#### [Task requirements]
Reproduce exactly the final portion of the data: every line from the one containing "Drop a marker on every instance of the wooden" through the last line, inclusive.

::::::::::

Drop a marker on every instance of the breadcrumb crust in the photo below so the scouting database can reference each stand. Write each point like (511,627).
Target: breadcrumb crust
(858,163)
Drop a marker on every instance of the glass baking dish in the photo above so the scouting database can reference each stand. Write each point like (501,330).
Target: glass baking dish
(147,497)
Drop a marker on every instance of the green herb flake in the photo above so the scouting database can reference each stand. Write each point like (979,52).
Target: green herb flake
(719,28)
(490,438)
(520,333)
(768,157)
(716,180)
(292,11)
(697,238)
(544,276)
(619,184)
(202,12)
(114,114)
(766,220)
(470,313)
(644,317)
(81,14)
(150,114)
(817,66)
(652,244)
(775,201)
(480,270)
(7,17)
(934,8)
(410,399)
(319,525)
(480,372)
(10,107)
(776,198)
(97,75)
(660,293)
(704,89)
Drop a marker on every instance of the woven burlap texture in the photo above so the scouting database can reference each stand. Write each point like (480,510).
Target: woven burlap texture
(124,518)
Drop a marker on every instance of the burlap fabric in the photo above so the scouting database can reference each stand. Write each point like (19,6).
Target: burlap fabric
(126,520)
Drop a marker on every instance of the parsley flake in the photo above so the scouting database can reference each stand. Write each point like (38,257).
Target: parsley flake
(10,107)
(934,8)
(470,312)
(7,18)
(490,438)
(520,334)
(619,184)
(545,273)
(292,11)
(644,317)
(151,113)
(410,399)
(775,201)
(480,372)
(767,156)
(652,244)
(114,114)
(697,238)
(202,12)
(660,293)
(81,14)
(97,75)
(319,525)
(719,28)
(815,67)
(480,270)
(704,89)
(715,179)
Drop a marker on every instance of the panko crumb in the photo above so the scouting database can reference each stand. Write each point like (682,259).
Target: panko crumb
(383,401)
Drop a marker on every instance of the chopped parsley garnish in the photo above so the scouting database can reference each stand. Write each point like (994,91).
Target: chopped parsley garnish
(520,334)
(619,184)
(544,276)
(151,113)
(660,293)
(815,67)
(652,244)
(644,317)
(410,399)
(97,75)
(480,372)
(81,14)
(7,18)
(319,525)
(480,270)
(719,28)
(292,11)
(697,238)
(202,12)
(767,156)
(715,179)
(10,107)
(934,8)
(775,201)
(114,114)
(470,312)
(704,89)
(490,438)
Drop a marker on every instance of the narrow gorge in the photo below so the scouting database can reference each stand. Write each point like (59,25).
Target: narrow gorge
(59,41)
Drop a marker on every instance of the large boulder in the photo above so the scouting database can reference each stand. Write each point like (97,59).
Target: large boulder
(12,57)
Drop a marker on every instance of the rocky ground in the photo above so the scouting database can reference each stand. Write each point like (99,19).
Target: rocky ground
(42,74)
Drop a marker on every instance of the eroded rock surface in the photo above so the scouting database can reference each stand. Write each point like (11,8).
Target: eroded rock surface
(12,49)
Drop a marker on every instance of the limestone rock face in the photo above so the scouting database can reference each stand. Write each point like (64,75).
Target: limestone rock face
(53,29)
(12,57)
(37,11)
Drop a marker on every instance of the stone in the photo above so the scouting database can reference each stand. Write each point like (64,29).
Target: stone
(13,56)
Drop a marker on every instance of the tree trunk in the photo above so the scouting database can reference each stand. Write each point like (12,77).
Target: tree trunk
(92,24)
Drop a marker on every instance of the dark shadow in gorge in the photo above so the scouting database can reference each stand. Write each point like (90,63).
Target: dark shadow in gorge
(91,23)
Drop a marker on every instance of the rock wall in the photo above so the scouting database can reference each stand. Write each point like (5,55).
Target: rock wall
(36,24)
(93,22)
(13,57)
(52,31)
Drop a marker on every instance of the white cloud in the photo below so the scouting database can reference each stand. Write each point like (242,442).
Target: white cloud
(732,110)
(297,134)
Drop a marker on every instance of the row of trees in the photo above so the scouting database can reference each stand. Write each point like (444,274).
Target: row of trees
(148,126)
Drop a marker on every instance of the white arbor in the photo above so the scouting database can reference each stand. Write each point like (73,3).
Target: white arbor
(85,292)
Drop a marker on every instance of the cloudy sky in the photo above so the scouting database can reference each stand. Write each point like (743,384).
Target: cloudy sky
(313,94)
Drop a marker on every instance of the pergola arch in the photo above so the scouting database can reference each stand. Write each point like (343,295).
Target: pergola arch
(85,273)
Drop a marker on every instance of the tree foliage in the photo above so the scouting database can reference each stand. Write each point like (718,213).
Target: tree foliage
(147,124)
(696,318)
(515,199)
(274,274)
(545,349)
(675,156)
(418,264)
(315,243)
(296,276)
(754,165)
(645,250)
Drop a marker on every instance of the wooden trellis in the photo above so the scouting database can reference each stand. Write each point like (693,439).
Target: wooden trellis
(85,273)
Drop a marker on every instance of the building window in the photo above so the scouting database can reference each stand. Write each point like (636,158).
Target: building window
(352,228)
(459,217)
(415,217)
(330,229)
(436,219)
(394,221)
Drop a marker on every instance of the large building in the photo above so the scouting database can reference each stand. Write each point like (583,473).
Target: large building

::::::::::

#### [Answer to this problem]
Drop a marker on every instance of the wooden trellis in the photo above so the scouting database can reference each stand. Write each point like (693,439).
Target: wooden trellis
(85,273)
Drop a marker on every instance of the building window in the photo above so the scouting database can reference each stand. Write each point like (636,158).
Target: building window
(352,228)
(459,217)
(415,217)
(330,229)
(436,219)
(394,221)
Drop a marker on every instance of the large building in the photo above so the scouting database can reference each stand. Write each point like (583,473).
Target: large building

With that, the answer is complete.